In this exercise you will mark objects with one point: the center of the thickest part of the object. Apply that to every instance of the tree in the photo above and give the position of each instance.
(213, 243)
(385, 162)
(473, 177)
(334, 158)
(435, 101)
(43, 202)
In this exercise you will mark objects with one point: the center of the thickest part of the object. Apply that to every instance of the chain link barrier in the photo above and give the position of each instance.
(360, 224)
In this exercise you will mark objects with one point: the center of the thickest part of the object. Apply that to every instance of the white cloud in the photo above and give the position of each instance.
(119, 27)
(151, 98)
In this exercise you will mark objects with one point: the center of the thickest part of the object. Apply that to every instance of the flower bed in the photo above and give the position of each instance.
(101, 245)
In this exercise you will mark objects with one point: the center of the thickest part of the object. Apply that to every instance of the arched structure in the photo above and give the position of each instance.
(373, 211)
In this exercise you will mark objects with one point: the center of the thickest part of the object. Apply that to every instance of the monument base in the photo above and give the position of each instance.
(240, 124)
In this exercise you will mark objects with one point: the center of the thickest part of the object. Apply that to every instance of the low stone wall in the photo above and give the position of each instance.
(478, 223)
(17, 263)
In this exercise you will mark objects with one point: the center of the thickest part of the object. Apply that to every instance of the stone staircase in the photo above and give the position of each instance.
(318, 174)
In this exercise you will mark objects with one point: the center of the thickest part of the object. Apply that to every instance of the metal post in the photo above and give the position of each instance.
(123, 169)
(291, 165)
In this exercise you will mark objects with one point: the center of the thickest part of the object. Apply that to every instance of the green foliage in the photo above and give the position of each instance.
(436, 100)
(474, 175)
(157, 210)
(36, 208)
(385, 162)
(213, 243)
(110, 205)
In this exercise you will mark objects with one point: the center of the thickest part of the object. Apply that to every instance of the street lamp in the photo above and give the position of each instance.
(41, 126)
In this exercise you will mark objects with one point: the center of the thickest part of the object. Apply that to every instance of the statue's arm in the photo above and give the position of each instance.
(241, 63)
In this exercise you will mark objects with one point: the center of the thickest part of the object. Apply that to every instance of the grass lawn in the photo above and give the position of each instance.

+--

▶ **Instruction**: Reproduce each of the records above verbatim, keeping their original order.

▶ **Finished answer**:
In this exercise you will mark objects with one point: the center of the thickest part of the object. Apply that to every instance of the tree in the photo above and give the position of each instance.
(213, 243)
(385, 162)
(473, 177)
(334, 158)
(435, 101)
(43, 202)
In this exercise you will mark objects with one point: the center of the thickest part of the object. Apply that to every instance of the chain link barrier in the photo above and give the position of each instance.
(360, 224)
In this exercise you will mark objects with one point: the center of the thickest part of the object. Apply that to every instance of the white cloud in the photo above and give the position of each instance.
(119, 27)
(151, 98)
In this exercise you will mark objects with one point: the center of the thickest part of the object. Apply that to every instance of the flower bed in the photo above and give the position of each instance.
(101, 245)
In this exercise you will mark objects with one point: the center of the thickest part of the object. Apply that to every instance of the arched structure in the photo above and give the position of each instance.
(373, 211)
In this exercise you will mark objects with one point: the center of the thickest part of the object. Apply that to every instance of the monument base in the photo above and give the position of each instance.
(240, 124)
In this exercise you will mark objects with one point: the center of the thickest part of the object. Apply that to every instance of the low stone wall in the photo above and give the position of each instance.
(478, 223)
(17, 263)
In this exercise you will mark objects with one point: the center of the thickest part of the object. Apply that to every instance of the stone staircase in the photo above and give the position of each instance.
(318, 174)
In this exercise you will mark objects with one point: the center of the thickest part of the object. Apply that to every instance of the metal post in the photo above and give the position of each instance.
(123, 169)
(291, 165)
In this exercise you will mark objects with one point: the center of the thickest part of the object. Apply that to every instance of the green foliage in the photo above and give the position of each instance.
(436, 100)
(474, 175)
(157, 210)
(36, 208)
(385, 162)
(213, 243)
(110, 205)
In this exercise you will mark objects with one point: the center of the thickest part of the object. Apply that to every instance of the street lamp in the photo above and give the position of each instance.
(41, 126)
In this exercise you will mark objects with one point: the center of the thickest part of the object. Apply that to every instance of the statue's arm in the photo above and give the position of each instance.
(241, 63)
In this exercise you will mark objects with one point: the center of the thickest part of the object. Apply that to every instance of the grass lawn in the photo above and give the position of each instance.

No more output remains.